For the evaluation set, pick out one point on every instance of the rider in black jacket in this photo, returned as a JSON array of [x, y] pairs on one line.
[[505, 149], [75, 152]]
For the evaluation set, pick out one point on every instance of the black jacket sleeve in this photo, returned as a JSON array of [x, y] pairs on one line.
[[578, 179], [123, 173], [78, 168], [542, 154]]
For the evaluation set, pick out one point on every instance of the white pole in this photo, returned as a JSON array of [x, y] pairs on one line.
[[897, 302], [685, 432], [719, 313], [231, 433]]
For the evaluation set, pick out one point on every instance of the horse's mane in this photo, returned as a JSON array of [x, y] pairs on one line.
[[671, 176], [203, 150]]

***

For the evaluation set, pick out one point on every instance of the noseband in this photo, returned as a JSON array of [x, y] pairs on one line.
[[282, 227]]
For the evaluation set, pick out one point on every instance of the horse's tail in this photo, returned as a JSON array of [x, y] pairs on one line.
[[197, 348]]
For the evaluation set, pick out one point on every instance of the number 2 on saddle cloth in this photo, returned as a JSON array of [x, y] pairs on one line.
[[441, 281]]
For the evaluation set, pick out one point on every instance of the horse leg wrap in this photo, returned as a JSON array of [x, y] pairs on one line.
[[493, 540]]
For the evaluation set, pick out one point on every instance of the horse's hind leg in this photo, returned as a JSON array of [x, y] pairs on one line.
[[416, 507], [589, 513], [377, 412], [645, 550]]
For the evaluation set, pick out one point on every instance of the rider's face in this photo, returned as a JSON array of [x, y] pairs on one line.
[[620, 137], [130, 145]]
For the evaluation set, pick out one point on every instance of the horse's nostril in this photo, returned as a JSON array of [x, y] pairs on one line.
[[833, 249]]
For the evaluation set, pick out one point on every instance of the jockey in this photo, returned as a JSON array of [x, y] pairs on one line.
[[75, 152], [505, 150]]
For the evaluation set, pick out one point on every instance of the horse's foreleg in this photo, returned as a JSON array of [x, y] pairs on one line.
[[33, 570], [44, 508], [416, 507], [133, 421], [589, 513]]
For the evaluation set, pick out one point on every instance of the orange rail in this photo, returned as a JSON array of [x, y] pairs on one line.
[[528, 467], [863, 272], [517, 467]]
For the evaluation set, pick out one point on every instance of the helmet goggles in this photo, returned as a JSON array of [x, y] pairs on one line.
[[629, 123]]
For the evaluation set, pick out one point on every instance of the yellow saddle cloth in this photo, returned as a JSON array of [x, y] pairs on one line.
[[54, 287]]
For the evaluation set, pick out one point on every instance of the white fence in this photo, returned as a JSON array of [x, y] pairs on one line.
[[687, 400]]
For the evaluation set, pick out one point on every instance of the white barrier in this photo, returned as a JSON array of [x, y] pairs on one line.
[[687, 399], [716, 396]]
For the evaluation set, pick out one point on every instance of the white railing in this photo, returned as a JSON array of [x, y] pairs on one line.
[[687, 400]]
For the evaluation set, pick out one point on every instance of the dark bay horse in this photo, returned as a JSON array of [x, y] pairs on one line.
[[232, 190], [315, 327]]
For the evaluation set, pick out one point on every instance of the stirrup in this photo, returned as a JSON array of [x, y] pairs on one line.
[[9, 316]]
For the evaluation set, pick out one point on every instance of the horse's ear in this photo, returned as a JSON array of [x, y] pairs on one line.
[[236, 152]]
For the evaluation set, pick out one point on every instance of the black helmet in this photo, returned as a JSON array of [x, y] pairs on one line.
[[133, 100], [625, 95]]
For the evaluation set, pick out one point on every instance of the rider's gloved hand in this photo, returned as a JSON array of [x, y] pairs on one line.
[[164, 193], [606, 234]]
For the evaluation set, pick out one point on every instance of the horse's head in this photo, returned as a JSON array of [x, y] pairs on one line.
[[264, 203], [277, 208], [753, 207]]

***

Turn the records starting with the line containing "the horse's foreleg" and going on through the line containing "[[528, 467], [863, 272], [517, 467]]", both lines included, into a two-column CSV with the columns text and answer. Give one row per record, with each value in a single quoted field and any line breaks replaced by spaces.

*Task answer*.
text,answer
"For the evaluation set, pick out one point on every instance of the horse's foreleg in this photo, returned as a JSON array of [x, y] pairs on one line.","[[33, 570], [44, 508], [416, 507], [133, 421], [589, 513]]"
"For the evaluation set, pick out one point on every instance of the orange rail in this photo, returned as a JSON array of [x, y] pairs on one line.","[[528, 467], [863, 272], [517, 467]]"